- _Set problem_
Output, with no changes, the span of lines that opens with the line containing "Place a dot on every instance of the black" and closes with the last line.

- _Dataset rows_

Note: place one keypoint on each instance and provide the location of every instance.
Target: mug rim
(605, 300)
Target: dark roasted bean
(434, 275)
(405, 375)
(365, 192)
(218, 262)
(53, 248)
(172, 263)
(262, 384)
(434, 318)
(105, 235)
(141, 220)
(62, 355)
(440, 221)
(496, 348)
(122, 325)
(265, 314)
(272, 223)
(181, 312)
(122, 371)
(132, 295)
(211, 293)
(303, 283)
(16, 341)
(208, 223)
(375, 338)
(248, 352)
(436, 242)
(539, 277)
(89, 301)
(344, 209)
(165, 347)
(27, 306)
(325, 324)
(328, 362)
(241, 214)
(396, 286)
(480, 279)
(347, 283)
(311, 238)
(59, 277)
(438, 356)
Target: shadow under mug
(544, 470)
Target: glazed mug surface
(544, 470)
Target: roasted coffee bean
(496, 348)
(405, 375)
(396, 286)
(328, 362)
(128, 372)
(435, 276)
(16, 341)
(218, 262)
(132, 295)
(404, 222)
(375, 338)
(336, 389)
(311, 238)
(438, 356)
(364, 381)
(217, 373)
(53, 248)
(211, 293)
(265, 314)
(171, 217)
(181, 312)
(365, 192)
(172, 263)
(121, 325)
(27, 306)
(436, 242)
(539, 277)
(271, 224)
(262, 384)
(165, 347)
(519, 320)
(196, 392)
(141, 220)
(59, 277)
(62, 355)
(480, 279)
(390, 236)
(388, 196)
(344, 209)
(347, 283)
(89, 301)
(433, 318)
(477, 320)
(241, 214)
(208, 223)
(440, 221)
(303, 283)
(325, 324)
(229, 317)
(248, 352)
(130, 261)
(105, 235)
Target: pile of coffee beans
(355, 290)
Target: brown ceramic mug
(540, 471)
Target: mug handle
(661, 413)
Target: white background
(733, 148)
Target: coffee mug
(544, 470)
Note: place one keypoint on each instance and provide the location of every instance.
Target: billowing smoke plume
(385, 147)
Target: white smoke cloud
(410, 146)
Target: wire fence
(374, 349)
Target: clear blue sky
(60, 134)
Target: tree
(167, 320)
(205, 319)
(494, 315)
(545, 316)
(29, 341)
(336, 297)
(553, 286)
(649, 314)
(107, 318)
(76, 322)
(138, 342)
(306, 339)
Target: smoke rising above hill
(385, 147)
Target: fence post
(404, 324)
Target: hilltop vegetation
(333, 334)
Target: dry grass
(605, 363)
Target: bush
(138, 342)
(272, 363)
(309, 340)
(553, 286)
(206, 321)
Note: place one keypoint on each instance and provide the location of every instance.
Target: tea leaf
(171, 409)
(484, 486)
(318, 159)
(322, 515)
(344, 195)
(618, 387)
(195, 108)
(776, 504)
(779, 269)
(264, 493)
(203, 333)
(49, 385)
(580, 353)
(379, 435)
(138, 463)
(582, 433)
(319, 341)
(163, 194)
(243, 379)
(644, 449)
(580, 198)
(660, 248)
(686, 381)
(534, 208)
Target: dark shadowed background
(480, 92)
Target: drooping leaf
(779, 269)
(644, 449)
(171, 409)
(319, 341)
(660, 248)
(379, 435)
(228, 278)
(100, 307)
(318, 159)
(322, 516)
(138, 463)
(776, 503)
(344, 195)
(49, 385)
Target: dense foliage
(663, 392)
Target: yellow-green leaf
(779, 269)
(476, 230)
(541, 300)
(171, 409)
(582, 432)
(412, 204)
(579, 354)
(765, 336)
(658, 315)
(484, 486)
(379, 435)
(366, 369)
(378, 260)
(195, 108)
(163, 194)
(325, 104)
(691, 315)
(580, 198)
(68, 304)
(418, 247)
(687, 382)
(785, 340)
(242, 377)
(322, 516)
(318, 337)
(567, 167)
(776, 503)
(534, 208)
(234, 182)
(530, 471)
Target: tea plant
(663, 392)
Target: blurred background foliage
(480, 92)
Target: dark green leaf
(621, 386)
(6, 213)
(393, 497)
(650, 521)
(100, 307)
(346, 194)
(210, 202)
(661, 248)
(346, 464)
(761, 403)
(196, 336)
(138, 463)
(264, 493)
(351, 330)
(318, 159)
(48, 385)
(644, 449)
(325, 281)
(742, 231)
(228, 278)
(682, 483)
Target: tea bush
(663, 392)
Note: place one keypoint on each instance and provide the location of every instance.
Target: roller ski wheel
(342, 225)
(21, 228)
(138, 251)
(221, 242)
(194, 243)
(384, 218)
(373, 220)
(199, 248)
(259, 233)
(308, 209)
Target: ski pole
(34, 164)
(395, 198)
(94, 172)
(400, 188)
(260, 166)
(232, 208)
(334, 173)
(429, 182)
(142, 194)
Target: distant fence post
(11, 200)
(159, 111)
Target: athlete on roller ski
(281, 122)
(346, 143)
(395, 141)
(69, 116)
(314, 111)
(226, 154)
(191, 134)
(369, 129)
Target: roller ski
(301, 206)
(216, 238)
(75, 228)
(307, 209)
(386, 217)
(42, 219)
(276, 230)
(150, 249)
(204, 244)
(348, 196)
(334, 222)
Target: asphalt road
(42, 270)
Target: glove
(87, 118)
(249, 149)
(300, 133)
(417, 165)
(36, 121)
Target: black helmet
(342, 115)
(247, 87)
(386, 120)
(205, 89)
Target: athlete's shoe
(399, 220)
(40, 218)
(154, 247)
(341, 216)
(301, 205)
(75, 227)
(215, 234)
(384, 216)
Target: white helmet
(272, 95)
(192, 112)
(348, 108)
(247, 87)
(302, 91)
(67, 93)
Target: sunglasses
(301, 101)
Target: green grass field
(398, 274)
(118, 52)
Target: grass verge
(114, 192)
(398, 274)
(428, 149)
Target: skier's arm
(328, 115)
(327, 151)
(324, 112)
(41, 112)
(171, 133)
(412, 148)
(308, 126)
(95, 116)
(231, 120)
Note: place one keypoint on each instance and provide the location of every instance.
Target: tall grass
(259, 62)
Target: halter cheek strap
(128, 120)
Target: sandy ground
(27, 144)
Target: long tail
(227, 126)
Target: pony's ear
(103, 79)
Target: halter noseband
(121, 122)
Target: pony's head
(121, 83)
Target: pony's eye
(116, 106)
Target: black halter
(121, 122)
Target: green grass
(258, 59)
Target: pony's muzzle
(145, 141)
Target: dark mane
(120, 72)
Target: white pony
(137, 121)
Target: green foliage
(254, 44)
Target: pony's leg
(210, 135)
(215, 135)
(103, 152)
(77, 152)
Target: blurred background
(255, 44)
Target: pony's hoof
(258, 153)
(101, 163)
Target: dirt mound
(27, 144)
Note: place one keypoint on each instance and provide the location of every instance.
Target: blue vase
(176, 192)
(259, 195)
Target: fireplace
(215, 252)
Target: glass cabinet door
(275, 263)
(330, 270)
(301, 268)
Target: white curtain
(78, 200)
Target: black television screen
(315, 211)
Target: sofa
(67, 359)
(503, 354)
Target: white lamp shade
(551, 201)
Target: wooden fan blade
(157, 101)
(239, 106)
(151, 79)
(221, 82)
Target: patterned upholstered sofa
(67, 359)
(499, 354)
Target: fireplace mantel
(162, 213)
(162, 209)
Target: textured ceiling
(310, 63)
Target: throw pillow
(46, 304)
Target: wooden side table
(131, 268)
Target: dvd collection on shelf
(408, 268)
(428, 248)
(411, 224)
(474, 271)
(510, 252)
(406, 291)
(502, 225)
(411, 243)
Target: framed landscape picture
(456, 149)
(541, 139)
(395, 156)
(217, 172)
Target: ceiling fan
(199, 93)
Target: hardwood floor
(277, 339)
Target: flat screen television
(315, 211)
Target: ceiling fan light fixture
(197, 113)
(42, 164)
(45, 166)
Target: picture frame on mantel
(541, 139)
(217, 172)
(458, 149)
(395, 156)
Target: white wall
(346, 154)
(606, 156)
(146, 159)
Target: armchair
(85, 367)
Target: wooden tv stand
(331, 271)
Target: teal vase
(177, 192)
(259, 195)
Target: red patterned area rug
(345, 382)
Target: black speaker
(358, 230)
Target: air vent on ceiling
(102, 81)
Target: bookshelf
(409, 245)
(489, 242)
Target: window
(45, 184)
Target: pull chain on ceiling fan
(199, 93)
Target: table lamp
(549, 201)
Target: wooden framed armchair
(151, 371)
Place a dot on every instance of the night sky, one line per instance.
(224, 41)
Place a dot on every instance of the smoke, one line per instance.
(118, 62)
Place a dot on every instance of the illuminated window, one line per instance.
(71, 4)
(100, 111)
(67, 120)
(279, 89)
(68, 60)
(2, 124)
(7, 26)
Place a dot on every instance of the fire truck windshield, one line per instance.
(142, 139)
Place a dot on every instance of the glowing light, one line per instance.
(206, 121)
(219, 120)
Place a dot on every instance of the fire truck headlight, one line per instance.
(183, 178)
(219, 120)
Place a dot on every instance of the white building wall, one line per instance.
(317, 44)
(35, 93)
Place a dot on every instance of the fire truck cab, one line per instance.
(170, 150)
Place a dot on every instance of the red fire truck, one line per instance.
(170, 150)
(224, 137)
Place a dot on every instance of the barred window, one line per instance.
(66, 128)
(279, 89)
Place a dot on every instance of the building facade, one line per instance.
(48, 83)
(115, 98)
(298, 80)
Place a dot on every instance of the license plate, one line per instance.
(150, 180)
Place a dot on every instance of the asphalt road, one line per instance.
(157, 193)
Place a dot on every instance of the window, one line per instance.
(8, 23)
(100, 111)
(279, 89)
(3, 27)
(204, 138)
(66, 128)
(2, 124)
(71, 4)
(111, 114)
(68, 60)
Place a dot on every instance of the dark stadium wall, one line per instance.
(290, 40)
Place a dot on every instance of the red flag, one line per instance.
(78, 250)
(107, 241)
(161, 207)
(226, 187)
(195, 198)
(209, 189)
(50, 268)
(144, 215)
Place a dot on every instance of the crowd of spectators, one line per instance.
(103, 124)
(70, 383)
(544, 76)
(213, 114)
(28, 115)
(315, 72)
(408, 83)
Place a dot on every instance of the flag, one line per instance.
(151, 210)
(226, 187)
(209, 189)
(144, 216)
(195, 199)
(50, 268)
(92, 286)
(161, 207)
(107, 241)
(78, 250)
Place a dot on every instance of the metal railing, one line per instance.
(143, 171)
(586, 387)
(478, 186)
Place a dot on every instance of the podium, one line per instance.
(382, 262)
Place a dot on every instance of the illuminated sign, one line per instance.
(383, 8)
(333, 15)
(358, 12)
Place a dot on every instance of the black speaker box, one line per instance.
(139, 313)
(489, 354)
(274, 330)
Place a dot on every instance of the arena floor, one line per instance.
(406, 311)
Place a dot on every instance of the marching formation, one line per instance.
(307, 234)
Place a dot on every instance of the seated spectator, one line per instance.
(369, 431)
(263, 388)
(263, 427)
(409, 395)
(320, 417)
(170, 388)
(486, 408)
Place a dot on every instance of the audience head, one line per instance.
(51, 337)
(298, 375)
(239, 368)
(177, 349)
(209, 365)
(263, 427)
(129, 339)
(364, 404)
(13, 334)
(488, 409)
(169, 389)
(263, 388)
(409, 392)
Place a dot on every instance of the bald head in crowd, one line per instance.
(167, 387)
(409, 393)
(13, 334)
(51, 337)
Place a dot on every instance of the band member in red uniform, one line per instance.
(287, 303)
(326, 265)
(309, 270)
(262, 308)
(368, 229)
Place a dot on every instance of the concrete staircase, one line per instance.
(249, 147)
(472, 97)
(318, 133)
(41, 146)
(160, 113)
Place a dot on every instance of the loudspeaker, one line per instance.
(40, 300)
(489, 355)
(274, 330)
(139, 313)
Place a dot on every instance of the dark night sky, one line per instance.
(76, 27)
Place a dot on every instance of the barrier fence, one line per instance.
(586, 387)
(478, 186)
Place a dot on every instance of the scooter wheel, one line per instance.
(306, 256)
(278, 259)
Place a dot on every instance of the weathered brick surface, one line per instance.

- _Solution for this problem_
Place a dot on every instance of the black speaker box, one line per instance.
(139, 313)
(489, 354)
(274, 330)
Place a dot on every instance of the arena floor, one line per instance.
(406, 311)
Place a dot on every instance of the marching formation, one line per instance.
(307, 234)
Place a dot on every instance of the seated spectator, one line per instance.
(369, 431)
(263, 388)
(263, 427)
(409, 395)
(320, 417)
(170, 388)
(486, 408)
Place a dot on every instance of the audience head, one line per instance.
(51, 337)
(298, 375)
(239, 368)
(177, 349)
(209, 365)
(263, 427)
(129, 339)
(364, 404)
(13, 334)
(488, 409)
(169, 389)
(263, 388)
(409, 392)
Place a dot on every instance of the bald head in crowd, one line per instance.
(167, 387)
(409, 393)
(13, 334)
(51, 337)
Place a dot on every instance of the band member in red uniform, one line per instance.
(287, 303)
(326, 265)
(309, 270)
(262, 308)
(368, 229)
Place a dot on every instance of the concrete staircase, one line per instance.
(249, 147)
(472, 97)
(318, 133)
(41, 146)
(160, 113)
Place a dot on every instance of the loudspeaker, one line per instance.
(40, 300)
(489, 355)
(274, 330)
(139, 313)
Place a dot on every instance of the dark night sky, one line per instance.
(76, 27)
Place a dot on every instance of the barrier fence, one line per instance.
(586, 387)
(478, 186)
Place a dot on every instance of the scooter wheel, one line per instance.
(306, 256)
(278, 259)
Place a dot on every instance of the weathered brick surface, one line per instance.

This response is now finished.